AVAILABLE DATA Block Start

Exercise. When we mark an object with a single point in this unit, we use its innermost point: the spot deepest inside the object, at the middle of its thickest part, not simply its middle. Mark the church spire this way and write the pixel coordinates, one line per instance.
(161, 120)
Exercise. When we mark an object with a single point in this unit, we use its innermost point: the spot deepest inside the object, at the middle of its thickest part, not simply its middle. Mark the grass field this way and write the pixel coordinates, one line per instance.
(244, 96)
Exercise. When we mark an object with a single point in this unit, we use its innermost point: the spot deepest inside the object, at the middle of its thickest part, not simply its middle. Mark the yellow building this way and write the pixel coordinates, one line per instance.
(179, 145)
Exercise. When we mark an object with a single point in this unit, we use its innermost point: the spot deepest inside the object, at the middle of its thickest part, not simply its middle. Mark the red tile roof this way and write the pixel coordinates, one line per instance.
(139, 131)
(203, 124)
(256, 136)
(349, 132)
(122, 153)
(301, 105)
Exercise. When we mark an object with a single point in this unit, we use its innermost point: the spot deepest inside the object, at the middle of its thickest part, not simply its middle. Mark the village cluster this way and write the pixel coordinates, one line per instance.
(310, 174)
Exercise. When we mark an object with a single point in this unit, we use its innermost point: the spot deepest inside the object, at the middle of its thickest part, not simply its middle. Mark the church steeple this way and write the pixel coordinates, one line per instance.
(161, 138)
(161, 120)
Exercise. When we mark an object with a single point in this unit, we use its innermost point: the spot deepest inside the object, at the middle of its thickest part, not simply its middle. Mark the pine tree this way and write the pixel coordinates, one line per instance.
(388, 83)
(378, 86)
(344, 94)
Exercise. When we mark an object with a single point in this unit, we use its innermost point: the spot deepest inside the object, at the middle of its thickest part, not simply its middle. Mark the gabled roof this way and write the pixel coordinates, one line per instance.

AVAILABLE DATA Block End

● GOAL OF THE EXERCISE:
Retype the entries exactly, including every line.

● EXERCISE RESPONSE:
Exercise. When we mark an object with a single point in this unit, we use its innermost point: the spot deepest inside the object, at the middle of its thickest part, not simply its middle. Mark the church spire this way and write the pixel coordinates, one line per instance.
(161, 120)
Exercise. When we mark an object with a single point in this unit, we use its innermost point: the spot deepest inside the object, at the middle of its thickest part, not simply its middle. Mark the grass field this way and write the pixel coordinates, one line per instance.
(244, 96)
Exercise. When we mark an object with a single point in this unit, we use its innermost point: the spot deepest inside the object, at the middle of its thickest part, not simply its middle. Mark the yellow building this way and write the pixel coordinates, one line per instance.
(179, 145)
Exercise. When we mark an object with a single point in this unit, we use its innermost point: the spot deepest inside the object, at the middle of its thickest part, not simply its middle. Mark the red tile roof this way and write the pixel coordinates, one line per instance.
(139, 131)
(203, 124)
(256, 136)
(349, 132)
(122, 153)
(301, 105)
Exercise. When we mark an object with a single point in this unit, we use its innermost point: the spot deepest inside the object, at the middle of its thickest part, not simply its middle. Mark the village cluster this way and write the pixel coordinates, one line per instance.
(310, 174)
Exercise. When we mark an object with a single point in this unit, we use its innermost point: the spot deepest inside the object, at the middle of its thickest part, not simply its middle. Mark the church steeple this way and write the pixel coordinates, one line per instance.
(161, 138)
(161, 120)
Exercise. When we mark an object with a single point in this unit, we use its innermost point: the spot deepest inside the object, at the middle of its thickest part, not simply its middle. Mark the pine tree this way and write the pixel coordinates, one line per instance.
(388, 83)
(378, 86)
(344, 94)
Exercise. When we mark an object with a single point in this unit, we use its innermost point: the spot deepest inside the object, at the middle of its thickest part, not simply its middle. Mark the gabled roof this way and write the pixel coordinates, one line per instance.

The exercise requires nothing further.